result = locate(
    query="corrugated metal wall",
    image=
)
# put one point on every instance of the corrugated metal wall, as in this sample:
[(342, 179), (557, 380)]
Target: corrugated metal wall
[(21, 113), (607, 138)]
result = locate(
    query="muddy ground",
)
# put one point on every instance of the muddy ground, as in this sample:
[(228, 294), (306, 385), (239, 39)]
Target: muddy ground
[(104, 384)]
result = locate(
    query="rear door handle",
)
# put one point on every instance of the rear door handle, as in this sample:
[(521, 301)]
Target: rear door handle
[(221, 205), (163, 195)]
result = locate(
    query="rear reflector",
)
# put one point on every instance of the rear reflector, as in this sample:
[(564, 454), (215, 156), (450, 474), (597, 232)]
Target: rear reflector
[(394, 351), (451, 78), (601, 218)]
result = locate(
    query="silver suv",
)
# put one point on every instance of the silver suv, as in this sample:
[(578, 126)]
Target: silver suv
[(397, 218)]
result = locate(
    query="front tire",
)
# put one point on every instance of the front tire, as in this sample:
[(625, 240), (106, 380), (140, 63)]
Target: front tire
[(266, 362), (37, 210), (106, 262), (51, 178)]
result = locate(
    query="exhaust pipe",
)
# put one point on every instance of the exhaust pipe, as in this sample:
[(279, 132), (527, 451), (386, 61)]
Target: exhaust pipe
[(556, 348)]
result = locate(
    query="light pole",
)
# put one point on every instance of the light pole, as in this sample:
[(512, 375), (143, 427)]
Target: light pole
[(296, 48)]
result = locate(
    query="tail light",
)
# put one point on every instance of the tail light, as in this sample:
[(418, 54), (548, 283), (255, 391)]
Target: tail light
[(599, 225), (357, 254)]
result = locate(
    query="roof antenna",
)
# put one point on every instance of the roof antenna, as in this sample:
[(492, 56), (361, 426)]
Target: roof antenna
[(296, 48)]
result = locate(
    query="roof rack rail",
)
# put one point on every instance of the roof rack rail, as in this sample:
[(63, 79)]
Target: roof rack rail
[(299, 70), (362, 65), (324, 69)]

•••

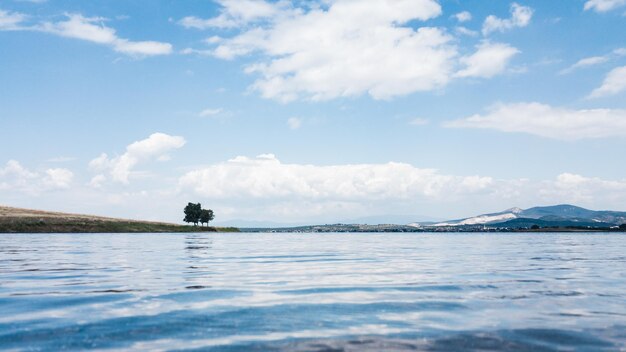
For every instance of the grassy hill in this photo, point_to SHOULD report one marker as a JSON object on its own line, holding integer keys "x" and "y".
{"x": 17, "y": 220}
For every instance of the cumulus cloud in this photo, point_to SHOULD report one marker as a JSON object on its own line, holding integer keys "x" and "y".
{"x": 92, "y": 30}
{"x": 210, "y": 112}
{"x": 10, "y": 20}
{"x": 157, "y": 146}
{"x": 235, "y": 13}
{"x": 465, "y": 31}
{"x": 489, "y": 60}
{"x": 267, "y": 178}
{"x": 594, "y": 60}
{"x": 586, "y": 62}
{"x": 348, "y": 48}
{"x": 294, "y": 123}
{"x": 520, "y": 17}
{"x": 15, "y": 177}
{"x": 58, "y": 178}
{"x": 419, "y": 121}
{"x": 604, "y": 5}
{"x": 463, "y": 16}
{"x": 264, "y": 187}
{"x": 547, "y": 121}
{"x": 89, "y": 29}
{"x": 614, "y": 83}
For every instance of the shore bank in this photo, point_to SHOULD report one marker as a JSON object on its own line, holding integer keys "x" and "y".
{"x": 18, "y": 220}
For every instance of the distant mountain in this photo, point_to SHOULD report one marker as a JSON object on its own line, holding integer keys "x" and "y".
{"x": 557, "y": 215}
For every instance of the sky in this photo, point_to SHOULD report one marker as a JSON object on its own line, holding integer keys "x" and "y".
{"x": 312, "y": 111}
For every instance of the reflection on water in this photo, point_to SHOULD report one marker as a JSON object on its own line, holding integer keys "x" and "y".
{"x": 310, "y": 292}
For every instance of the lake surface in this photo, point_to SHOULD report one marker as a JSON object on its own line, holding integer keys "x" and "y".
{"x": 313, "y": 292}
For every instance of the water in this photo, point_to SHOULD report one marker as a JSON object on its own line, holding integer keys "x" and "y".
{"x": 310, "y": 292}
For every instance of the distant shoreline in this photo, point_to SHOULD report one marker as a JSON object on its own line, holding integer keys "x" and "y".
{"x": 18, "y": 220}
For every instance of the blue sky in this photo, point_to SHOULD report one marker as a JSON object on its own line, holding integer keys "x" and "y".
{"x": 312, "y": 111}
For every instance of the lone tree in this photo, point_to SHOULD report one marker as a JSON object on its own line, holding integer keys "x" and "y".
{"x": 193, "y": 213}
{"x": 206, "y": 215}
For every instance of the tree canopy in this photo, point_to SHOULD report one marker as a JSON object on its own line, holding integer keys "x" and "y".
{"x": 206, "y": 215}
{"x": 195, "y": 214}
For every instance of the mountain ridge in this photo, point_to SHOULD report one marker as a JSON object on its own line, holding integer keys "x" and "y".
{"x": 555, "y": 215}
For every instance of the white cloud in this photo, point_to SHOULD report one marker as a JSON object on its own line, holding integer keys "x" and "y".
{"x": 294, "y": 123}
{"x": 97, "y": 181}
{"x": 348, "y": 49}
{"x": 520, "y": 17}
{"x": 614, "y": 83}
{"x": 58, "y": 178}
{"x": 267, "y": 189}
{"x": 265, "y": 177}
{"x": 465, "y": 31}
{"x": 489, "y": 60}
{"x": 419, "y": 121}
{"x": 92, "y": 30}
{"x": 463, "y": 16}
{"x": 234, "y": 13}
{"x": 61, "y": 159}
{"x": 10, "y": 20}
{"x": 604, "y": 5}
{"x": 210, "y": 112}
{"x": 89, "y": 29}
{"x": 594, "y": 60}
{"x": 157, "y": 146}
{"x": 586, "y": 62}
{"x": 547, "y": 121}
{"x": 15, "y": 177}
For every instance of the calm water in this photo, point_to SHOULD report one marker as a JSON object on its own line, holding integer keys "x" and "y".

•••

The task:
Please copy out every line in the listing that has the string "query".

Answer for the task:
    query="corrugated metal wall",
    query="muddy ground",
    query="rear door handle",
    query="rear reflector",
    query="silver suv",
    query="front tire",
    query="exhaust pipe",
    query="light pole",
    query="tail light",
    query="roof antenna",
    query="roof rack rail",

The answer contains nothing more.